▸ Work instruction 1
Answer these questions from the autophagy passage:
(a) What feature of the tumour microenvironment triggers its own kind of protein denaturation?
(b) In which area does the passage find one of the few bright spots in the pharmaceutical landscape?
(c) In what year was autophagy first described?
▸ Work instruction 2
Print part of the autophagy passage word for word, starting at the words "Autophagy, then, is" and stopping after "marginal at best.".

▸ Source passage
But from a therapeutic perspective, perhaps the most interesting role for autophagy in cancer is the dependency of the rapidly proliferating tumour cell on the autophagosome.  At first sight that’s contradictory to much of the earlier story – dividing cells don’t need autophagy.  But cancer cells proliferate rapidly and in a very disordered way, with not the slightest chance of orchestrating an asymmetric division to jettison debris.  Moreover, the hypoxic environment of the tumour microenvironment triggers its own kind of protein denaturation.  Cancer cells, it seems, are paradoxically more dependent on autophagy than normal cells (even post-mitotic ones).  Your heart, muscle and neurons can survive without tidying up for some considerable while, but cancer cells cannot.  Without autophagy, the only option is honourable apoptosis.

Autophagy, then, is everywhere.

In physics, it is the mystical Higgs particle that ties together the ultimate Theory of Everything.  Autophagy comes closest to fulfilling that same role in biology and medicine.

Gaining control of this critical process, then, promises a new wave of medical breakthroughs.  Too many supposedly innovative therapeutics in the last decade have flattered to deceive.  Each newly discovered pathway, touted as the cause of one disease or another, has been the target for drug hunters.  And each pathway in turn has turned out to be less critical than expected – at least in the majority of patients.  And as a result the incremental benefit of these expensive new therapeutic options has been marginal at best.

One of the few bright spots in the pharmaceutical landscape has been in orphan diseases.  Drugs that successfully treat an array of rare diseases, many unheard of even to most doctors, have dramatically improved the lives of the minority who suffer them.   The contrast between “big indications” and orphan diseases could not be more striking: in the rare conditions, typically caused by genetic defects in a single gene or pathway, the cause of the disease is consistent and drugs that hit that pathway offer real benefit.  In common diseases, by contrast, an bewildering array of genetic and environmental factors act as triggers and drugs that treat these triggering pathways have marginal benefit, simply because there are so many triggers acting in parallel.

But for many of these diseases, there is a common safety valve: the autophagy pathway.  Multiple triggers lead to disruption of tissue architecture.  Autophagy attempts to set matters straight.  And if you have a strong cell debris clearance mechanism you may never succumb to the degenerative diseases that typify middle and old age for so many people.

Stimulating autophagy, then, ought to protect against many different diseases – and against many different genetic and environmental triggers for the same disease.  These stimulators of cell debris clearance should, in theory, offer the step change in treatment of these diseases that has eluded that generation of drugs targeting the parallel triggers.

Like the Higgs particle, autophagy was first described in 1964 and has taken decades to rise to the prominence it deserves.

▸ Supplied information

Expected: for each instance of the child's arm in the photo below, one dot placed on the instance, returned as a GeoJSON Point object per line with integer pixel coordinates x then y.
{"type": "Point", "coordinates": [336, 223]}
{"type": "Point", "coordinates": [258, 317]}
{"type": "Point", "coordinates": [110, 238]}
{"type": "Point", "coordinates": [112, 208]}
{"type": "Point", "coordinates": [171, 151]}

▸ Exercise result 1
(a) Its hypoxic environment.
(b) Orphan diseases.
(c) 1964.

▸ Exercise result 2
Autophagy, then, is everywhere.

In physics, it is the mystical Higgs particle that ties together the ultimate Theory of Everything.  Autophagy comes closest to fulfilling that same role in biology and medicine.

Gaining control of this critical process, then, promises a new wave of medical breakthroughs.  Too many supposedly innovative therapeutics in the last decade have flattered to deceive.  Each newly discovered pathway, touted as the cause of one disease or another, has been the target for drug hunters.  And each pathway in turn has turned out to be less critical than expected – at least in the majority of patients.  And as a result the incremental benefit of these expensive new therapeutic options has been marginal at best.